> _Set of tasks_
• A. In the Cowboy Counsellor article, what support is offered for ranking this film highly among Hoot Gibson's work? Explain in one to three sentences.
• B. Pick up the Cowboy Counsellor article after its last sentence and write the next part.

> _Text to read_
- Directed by: George Melford
- Written by: Jack Natteford
- Produced by: M.H. Hoffman Jr.
- Starring: Hoot Gibson
- Cinematography: Tom Galligan Harry Neumann
- Edited by: Mildred Johnston
- Distributed by: Allied Pictures
- Release date: October 15, 1932;
- Running time: 62 minutes
- Country: United States
- Language: English

= Cowboy Counsellor =

1932 film

Cowboy Counsellor is a 1932 American Pre-Code Western film starring Hoot Gibson and directed by George Melford. It mixed in strong elements of comedy with courtroom drama. One reviewer deemed it "the best of Gibson's films for Allied."

> _Given data_
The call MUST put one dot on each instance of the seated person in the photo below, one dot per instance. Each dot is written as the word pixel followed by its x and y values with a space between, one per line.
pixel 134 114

> _Results of the exercise_
• A. The article cites a reviewer who judged Cowboy Counsellor "the best of Gibson's films for Allied." That opinion is its only support for ranking the film highly among his pictures for that distributor.

• B.
==Plot==
Dan Alton is a con artist, posing as a lawyer in order to sell copies of a phony law book. When Bill Clary robs a stagecoach, and plants some of the stolen money at the ranch of Luke Avery, Avery's sister beautiful sister Ruth ropes an instantly smitten Alton into being Avery's defense attorney. As part of his strategy to defend Avery, Alton plans to pull off another stagecoach robbery.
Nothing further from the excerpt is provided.